• _Task brief_
Will you output all of the data below exactly, omitting the images?

● ● ●

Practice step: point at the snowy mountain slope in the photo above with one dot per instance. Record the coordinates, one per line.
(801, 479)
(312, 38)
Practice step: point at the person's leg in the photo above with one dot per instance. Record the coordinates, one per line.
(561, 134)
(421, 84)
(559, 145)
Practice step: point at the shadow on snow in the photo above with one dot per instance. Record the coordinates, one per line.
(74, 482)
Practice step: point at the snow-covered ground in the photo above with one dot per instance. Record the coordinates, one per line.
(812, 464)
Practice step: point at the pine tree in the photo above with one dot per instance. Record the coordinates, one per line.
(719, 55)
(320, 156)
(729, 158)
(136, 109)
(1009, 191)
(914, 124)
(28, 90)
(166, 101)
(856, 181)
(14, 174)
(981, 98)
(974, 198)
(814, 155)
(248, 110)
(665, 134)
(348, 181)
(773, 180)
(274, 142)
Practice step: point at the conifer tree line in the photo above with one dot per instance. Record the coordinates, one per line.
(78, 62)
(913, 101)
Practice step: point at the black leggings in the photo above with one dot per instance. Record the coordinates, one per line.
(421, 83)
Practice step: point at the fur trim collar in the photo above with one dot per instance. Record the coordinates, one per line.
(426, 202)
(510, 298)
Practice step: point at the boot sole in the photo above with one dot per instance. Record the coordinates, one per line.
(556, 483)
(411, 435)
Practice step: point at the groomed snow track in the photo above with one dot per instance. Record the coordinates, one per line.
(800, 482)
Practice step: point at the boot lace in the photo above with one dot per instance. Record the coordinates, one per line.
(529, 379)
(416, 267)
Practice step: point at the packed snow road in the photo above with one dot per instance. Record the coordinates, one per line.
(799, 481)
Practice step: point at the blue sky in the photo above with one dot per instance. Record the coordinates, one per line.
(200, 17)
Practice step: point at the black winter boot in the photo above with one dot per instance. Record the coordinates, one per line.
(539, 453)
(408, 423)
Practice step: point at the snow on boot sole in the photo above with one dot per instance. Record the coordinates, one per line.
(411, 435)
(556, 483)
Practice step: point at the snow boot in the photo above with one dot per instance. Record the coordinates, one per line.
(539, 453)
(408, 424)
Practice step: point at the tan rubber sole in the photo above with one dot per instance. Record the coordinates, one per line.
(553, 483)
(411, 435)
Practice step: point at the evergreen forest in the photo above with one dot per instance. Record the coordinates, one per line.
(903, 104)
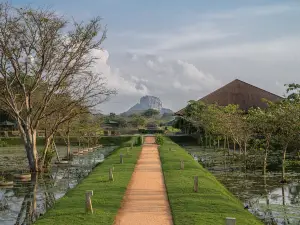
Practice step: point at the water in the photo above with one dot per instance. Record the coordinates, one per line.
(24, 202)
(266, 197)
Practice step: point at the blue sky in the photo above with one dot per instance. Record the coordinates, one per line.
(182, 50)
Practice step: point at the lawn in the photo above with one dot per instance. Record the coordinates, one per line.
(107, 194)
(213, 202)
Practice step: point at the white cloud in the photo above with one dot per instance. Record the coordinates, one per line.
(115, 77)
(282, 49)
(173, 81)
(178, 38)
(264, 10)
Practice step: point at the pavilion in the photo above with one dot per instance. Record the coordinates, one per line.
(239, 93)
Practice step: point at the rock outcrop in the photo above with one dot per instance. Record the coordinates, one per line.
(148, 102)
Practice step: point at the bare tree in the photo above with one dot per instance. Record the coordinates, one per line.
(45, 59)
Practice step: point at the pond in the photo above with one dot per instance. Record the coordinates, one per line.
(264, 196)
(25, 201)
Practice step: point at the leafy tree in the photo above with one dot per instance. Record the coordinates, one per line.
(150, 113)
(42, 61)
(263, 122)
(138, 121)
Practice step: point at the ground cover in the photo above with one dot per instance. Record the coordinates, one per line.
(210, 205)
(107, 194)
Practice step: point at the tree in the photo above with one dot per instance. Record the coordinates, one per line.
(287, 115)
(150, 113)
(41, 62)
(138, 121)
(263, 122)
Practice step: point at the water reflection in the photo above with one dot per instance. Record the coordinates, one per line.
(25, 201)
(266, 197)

● ● ●

• _Correct answer_
Practice step: point at the snowy mountain slope in the photo above with one dot per instance. Record the coordinates, one per line.
(801, 479)
(312, 38)
Practice step: point at the person's leg in the photo above with one dot per instance. Record the coordinates, one per line.
(561, 134)
(421, 84)
(559, 145)
Practice step: point at the shadow on snow in the photo above with one dot per instance. Record the coordinates, one per line.
(74, 482)
Practice step: point at the snow-covered ground in the photo above with one dot per instance. Record the coordinates, one per line.
(812, 464)
Practice step: point at the pine tree in the photo above with one dot per instance. Record the coordinates, one per line.
(719, 55)
(320, 156)
(729, 158)
(136, 109)
(1009, 191)
(914, 124)
(28, 90)
(166, 101)
(856, 181)
(14, 174)
(981, 98)
(974, 198)
(814, 155)
(248, 110)
(665, 134)
(348, 181)
(773, 180)
(274, 142)
Practice step: point at the conifer tree line in the photo above with one dot per instance. Record the coordinates, one per line.
(78, 62)
(913, 101)
Practice step: point at the black leggings in the photo above with one dot per instance. Record the coordinates, one per line.
(421, 83)
Practice step: point at the fur trim collar in the photo above with one dot per instance. Record the coordinates, one per line.
(426, 202)
(510, 298)
Practice step: point at the boot sole in the photo above with one dot per instance. Record the coordinates, one per line.
(556, 483)
(411, 435)
Practice step: point at the groomed snow track in the photo above with one dot per instance. Record the coordinates, one per line.
(800, 482)
Practice step: point at the boot lace in the photo above with one dot per instance. Record the coordinates, one per line.
(529, 379)
(416, 267)
Practice step: point at the packed snow road in the photo above with one dot per instance. Record the coordinates, one per line.
(799, 481)
Practice step: point at the blue sky in the photo above with one dot per instance. Record the coordinates, one per line.
(200, 17)
Practice step: point at the black winter boot in the photo above with one dot per instance. Record the coordinates, one per line.
(539, 453)
(408, 423)
Practice step: point at the snow on boot sole in the photo above with one dot per instance. Record the coordinates, one per line.
(411, 435)
(556, 483)
Practice step: point at the snow boot in the photo above with one dot per instance. Record the coordinates, one per line.
(539, 453)
(408, 424)
Practice step: point at the tan rubber sole in the photo above with one dot per instance. Record the coordinates, one per line.
(553, 483)
(411, 435)
Practice step: point at the evergreen forest in the photo above with one dot per instance. Record the coordinates, one per line.
(903, 104)
Practice step: point at the water in the photo above with one dot per instance. Record the coordinates, one per line.
(24, 202)
(266, 197)
Practice step: point at the blue sky in the photo above with one dot per instance. Record the coordinates, one per line.
(182, 50)
Practice step: point at the lawn in the photo above with one dot per instance. Record the coordinates, one per line.
(107, 194)
(213, 202)
Practice step: point at the white cloud in the photo above with one dot per instance. Record the coordinates, one per line.
(115, 77)
(282, 49)
(173, 81)
(178, 38)
(264, 10)
Practice step: point at the pavilion in the photo above with one dot per instance. Record the coordinates, one per line.
(239, 93)
Practice step: point at the rock outcrop in the photo above with one dot per instance. Record the coordinates, one per line.
(148, 102)
Practice step: point at the bare tree in the photo above with one dot per instance. Record the coordinates, one per line.
(45, 59)
Practice step: point at the pond in the photo above with one dot per instance. Record the coordinates, one per line.
(264, 196)
(25, 201)
Practice step: point at the leafy tree in the photo above with one dot per instance. Record the coordinates, one per line.
(150, 113)
(42, 61)
(263, 122)
(138, 121)
Practice step: point at the ground cover in the photo above with one dot per instance. Record the coordinates, one per line.
(210, 205)
(107, 194)
Practice step: point at the tree in the photo above with one dot per instance. Record the coordinates, one per line.
(287, 115)
(150, 113)
(41, 62)
(138, 121)
(263, 122)
Practice step: point at the water reflection in the photo above with one dot per instance. Record the coordinates, one per line.
(25, 201)
(266, 197)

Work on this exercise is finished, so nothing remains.